**Exercise goal**
Scan the listing beneath this sentence. Report each line with the word "glacier".

**Information shown**
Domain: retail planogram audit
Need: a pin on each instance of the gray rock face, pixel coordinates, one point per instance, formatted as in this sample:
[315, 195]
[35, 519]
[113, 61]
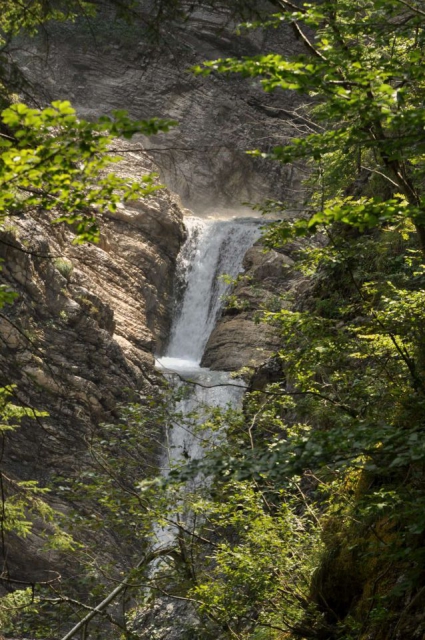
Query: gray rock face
[80, 337]
[239, 339]
[112, 65]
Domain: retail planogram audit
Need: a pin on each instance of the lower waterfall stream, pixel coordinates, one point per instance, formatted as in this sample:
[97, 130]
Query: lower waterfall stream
[214, 247]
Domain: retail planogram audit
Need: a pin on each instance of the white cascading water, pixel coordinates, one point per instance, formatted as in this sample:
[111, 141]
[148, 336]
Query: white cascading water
[214, 248]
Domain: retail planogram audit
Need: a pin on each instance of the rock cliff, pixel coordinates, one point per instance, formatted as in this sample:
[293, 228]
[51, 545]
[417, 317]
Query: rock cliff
[82, 333]
[108, 64]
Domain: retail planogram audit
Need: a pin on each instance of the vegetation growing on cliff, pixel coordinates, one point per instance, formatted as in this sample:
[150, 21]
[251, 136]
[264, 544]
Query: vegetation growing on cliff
[313, 524]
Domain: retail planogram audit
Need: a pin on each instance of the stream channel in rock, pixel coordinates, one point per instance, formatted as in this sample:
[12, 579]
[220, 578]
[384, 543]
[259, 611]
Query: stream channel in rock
[215, 247]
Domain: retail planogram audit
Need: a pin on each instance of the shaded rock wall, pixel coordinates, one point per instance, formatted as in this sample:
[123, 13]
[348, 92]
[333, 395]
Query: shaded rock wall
[109, 64]
[80, 337]
[239, 339]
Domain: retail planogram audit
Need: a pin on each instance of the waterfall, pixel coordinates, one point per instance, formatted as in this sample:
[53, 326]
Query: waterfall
[214, 247]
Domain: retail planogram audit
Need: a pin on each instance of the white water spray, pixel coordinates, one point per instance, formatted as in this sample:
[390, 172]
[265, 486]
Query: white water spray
[214, 248]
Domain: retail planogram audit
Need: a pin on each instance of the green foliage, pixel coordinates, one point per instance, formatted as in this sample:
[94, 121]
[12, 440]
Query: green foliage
[363, 70]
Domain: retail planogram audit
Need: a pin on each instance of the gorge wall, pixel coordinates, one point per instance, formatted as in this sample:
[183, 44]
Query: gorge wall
[88, 319]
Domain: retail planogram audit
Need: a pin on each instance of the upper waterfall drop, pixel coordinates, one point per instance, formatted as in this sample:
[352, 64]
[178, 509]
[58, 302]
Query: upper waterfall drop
[214, 248]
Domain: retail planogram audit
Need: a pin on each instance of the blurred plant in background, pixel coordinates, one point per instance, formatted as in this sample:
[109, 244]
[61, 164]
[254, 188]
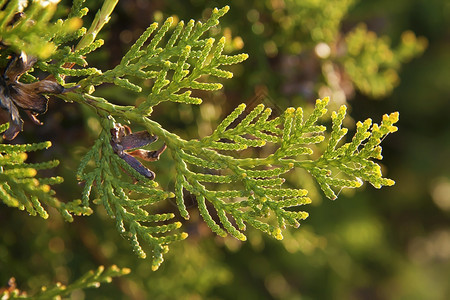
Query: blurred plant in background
[378, 244]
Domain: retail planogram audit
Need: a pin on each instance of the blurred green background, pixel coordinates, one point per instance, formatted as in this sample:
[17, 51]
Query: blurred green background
[392, 243]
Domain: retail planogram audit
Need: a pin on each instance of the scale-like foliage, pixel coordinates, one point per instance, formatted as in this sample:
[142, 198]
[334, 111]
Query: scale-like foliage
[29, 26]
[19, 186]
[256, 195]
[173, 65]
[91, 279]
[127, 201]
[372, 64]
[231, 191]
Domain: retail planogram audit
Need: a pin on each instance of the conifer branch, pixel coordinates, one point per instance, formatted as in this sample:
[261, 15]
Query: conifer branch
[91, 279]
[19, 186]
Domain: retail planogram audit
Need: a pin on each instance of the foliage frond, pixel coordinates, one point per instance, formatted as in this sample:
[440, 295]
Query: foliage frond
[31, 28]
[175, 60]
[21, 188]
[241, 191]
[91, 279]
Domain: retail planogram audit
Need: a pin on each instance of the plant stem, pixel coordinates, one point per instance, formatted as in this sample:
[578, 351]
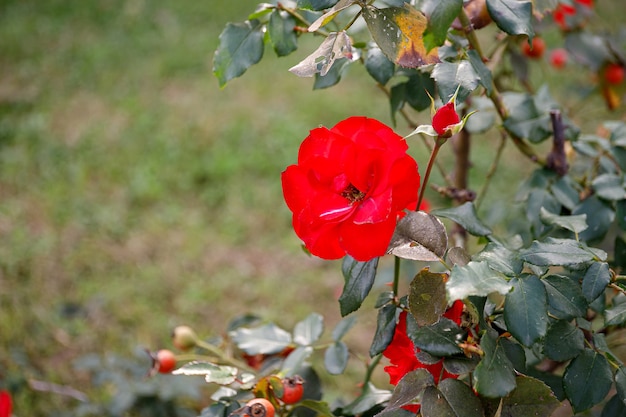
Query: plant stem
[431, 162]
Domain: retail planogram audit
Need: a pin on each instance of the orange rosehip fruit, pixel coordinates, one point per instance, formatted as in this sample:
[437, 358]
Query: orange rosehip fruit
[165, 361]
[614, 73]
[535, 49]
[558, 58]
[293, 389]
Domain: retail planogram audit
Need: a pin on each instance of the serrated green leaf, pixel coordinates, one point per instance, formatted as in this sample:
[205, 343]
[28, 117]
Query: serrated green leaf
[296, 360]
[609, 187]
[587, 380]
[531, 397]
[512, 16]
[427, 296]
[342, 327]
[466, 216]
[563, 341]
[476, 278]
[241, 46]
[385, 327]
[369, 398]
[419, 236]
[563, 252]
[526, 309]
[267, 339]
[378, 65]
[494, 376]
[595, 280]
[315, 4]
[218, 374]
[408, 388]
[398, 31]
[574, 224]
[336, 358]
[615, 316]
[309, 330]
[280, 29]
[320, 407]
[441, 17]
[500, 259]
[439, 339]
[565, 297]
[600, 217]
[359, 278]
[455, 76]
[451, 398]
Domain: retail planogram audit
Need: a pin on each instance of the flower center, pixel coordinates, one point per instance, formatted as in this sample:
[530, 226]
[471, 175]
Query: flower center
[352, 194]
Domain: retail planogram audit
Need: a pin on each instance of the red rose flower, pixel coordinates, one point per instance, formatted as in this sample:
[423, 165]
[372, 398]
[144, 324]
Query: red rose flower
[6, 404]
[445, 117]
[401, 352]
[348, 188]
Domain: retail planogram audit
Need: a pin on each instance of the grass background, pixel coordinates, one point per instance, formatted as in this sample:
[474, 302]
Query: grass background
[135, 195]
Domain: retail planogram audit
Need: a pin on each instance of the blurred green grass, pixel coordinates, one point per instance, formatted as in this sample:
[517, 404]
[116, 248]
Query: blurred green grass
[135, 195]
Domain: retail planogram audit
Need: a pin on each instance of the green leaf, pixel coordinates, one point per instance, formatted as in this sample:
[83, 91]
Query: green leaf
[620, 383]
[398, 31]
[281, 33]
[359, 278]
[451, 398]
[595, 280]
[609, 187]
[526, 309]
[320, 407]
[565, 297]
[407, 390]
[512, 16]
[369, 398]
[615, 316]
[465, 215]
[531, 397]
[494, 376]
[476, 278]
[600, 217]
[500, 259]
[419, 236]
[455, 76]
[241, 46]
[441, 17]
[574, 224]
[336, 358]
[439, 339]
[378, 66]
[266, 340]
[334, 48]
[315, 4]
[385, 327]
[562, 252]
[309, 330]
[218, 374]
[427, 296]
[587, 380]
[342, 327]
[296, 360]
[563, 341]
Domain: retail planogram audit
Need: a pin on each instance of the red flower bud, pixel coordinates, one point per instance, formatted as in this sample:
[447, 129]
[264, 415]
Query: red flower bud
[445, 117]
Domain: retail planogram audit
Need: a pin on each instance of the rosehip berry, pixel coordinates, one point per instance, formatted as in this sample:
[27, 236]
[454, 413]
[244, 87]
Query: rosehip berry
[535, 49]
[558, 58]
[184, 338]
[293, 388]
[257, 407]
[614, 73]
[165, 361]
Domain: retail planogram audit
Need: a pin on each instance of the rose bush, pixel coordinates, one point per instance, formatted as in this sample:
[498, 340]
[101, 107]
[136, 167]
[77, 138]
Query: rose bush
[348, 188]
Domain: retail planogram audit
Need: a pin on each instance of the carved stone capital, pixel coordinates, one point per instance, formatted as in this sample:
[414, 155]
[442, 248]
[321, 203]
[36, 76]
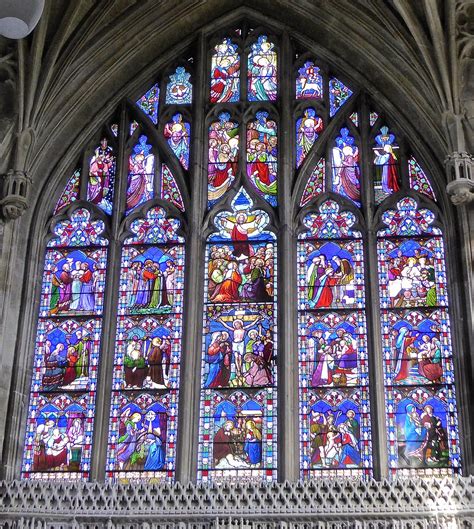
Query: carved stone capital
[15, 192]
[460, 170]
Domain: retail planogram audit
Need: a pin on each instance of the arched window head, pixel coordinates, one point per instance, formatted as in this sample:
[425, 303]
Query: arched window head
[418, 358]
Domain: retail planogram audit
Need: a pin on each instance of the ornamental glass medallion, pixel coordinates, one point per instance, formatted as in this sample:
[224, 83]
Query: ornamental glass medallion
[335, 432]
[237, 433]
[170, 189]
[178, 132]
[316, 183]
[149, 101]
[143, 427]
[416, 339]
[179, 90]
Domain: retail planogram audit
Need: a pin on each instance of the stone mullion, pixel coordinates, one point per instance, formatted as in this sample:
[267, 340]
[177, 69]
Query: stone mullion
[372, 304]
[109, 318]
[288, 416]
[190, 369]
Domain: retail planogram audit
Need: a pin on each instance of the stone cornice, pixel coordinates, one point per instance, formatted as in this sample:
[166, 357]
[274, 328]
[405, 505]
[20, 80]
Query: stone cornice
[314, 500]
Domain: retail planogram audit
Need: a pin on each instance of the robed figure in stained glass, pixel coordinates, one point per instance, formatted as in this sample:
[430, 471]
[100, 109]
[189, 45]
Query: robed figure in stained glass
[386, 169]
[101, 173]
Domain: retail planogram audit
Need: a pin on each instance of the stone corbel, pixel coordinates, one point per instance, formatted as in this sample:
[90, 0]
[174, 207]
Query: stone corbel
[460, 171]
[15, 201]
[16, 182]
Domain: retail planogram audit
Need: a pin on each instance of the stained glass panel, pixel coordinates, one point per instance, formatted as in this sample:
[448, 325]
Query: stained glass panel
[339, 93]
[354, 117]
[335, 433]
[170, 189]
[70, 192]
[387, 170]
[316, 183]
[345, 167]
[223, 156]
[262, 71]
[237, 439]
[63, 387]
[309, 83]
[418, 179]
[423, 438]
[179, 90]
[178, 132]
[100, 188]
[373, 117]
[308, 128]
[149, 103]
[225, 73]
[144, 408]
[141, 172]
[262, 156]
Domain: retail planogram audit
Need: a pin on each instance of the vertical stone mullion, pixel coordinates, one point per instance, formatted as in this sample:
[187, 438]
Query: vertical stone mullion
[190, 381]
[109, 318]
[372, 304]
[288, 428]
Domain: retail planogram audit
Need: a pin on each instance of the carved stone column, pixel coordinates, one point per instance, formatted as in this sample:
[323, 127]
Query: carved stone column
[460, 171]
[15, 194]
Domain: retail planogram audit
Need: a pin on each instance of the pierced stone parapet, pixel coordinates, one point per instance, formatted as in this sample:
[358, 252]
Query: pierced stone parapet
[411, 503]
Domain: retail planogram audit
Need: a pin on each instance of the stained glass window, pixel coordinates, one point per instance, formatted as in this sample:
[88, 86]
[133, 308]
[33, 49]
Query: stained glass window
[141, 172]
[225, 73]
[60, 425]
[70, 193]
[354, 117]
[100, 187]
[418, 179]
[179, 90]
[143, 425]
[335, 427]
[149, 103]
[373, 117]
[170, 189]
[177, 132]
[262, 71]
[262, 156]
[316, 183]
[387, 168]
[339, 93]
[308, 128]
[417, 354]
[145, 185]
[223, 156]
[237, 433]
[309, 82]
[345, 166]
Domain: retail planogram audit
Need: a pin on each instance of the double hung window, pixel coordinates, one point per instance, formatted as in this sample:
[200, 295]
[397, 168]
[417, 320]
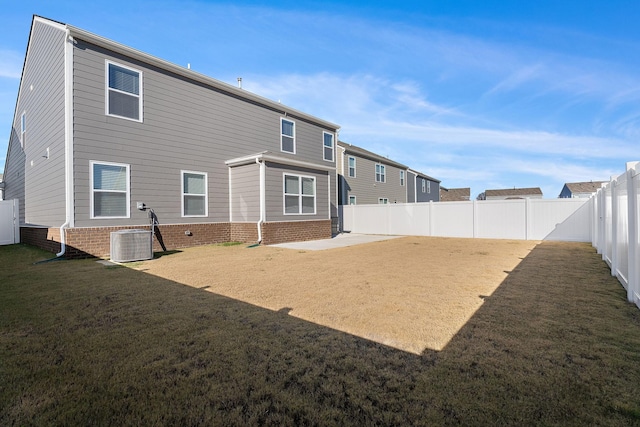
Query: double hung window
[327, 146]
[380, 173]
[194, 194]
[352, 167]
[299, 195]
[109, 190]
[124, 92]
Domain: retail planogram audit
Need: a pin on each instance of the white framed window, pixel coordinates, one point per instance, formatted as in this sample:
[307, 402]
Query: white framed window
[299, 195]
[195, 199]
[110, 191]
[352, 166]
[23, 128]
[380, 173]
[123, 92]
[327, 141]
[287, 136]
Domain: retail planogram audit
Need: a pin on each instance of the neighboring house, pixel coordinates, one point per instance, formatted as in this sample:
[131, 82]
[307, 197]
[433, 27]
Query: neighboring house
[425, 188]
[101, 128]
[580, 189]
[455, 194]
[513, 193]
[365, 177]
[368, 178]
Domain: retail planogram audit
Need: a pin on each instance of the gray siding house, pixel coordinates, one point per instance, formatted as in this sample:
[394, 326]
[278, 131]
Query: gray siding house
[101, 128]
[512, 193]
[368, 178]
[426, 188]
[365, 177]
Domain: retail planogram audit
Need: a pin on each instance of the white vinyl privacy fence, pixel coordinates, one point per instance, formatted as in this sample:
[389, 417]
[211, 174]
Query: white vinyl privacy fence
[522, 219]
[609, 220]
[616, 228]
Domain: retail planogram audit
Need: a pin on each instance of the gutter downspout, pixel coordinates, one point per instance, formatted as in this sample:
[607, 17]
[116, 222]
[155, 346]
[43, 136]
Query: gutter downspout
[262, 198]
[68, 140]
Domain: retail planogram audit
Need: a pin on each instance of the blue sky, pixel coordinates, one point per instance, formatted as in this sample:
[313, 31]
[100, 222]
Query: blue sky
[481, 94]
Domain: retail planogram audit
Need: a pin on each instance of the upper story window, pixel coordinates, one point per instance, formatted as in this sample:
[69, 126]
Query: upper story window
[299, 195]
[23, 128]
[194, 194]
[109, 190]
[288, 136]
[352, 166]
[124, 92]
[380, 173]
[327, 146]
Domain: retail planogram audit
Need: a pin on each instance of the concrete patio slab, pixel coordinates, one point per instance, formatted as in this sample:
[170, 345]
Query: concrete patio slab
[339, 241]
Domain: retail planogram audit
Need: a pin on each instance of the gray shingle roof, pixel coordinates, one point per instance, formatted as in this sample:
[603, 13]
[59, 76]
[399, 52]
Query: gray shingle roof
[455, 194]
[513, 192]
[358, 151]
[584, 187]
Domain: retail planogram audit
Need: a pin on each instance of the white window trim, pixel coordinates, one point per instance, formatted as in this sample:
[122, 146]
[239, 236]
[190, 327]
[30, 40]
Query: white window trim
[284, 194]
[354, 167]
[294, 135]
[333, 143]
[92, 190]
[23, 127]
[206, 194]
[383, 173]
[107, 89]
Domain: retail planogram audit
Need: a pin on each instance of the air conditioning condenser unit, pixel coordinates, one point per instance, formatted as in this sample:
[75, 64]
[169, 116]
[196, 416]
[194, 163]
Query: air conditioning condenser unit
[131, 245]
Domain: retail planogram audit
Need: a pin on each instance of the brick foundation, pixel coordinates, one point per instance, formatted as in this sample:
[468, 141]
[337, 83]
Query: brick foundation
[95, 241]
[246, 232]
[295, 231]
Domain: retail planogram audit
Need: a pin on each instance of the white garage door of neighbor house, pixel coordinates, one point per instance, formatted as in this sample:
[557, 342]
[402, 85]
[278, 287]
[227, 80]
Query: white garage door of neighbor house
[9, 227]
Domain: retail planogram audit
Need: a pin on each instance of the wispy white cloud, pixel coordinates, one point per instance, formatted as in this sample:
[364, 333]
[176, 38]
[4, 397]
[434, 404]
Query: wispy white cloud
[10, 64]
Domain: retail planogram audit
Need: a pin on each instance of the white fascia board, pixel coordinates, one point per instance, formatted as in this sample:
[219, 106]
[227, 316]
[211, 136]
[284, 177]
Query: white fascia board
[277, 159]
[192, 75]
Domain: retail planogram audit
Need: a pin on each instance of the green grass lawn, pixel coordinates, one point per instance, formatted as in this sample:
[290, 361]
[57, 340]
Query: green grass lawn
[85, 344]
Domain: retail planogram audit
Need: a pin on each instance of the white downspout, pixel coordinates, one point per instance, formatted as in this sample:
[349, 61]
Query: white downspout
[262, 198]
[68, 141]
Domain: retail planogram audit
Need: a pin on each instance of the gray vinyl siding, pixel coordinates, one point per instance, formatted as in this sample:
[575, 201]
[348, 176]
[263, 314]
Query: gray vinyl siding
[245, 193]
[38, 182]
[411, 187]
[14, 171]
[365, 187]
[186, 126]
[433, 196]
[274, 192]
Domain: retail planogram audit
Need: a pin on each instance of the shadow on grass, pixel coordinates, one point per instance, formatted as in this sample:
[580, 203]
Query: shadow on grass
[81, 343]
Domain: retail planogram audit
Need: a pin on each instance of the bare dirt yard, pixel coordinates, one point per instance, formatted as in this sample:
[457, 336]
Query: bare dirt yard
[411, 293]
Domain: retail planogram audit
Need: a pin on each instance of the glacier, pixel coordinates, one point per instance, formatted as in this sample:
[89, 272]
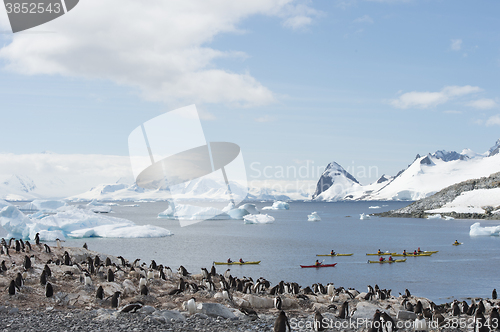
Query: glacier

**Task answer**
Need: a pin on each instance of the glacier, pixel coordinates, one point per instance, formatted as in this sample:
Query: glacier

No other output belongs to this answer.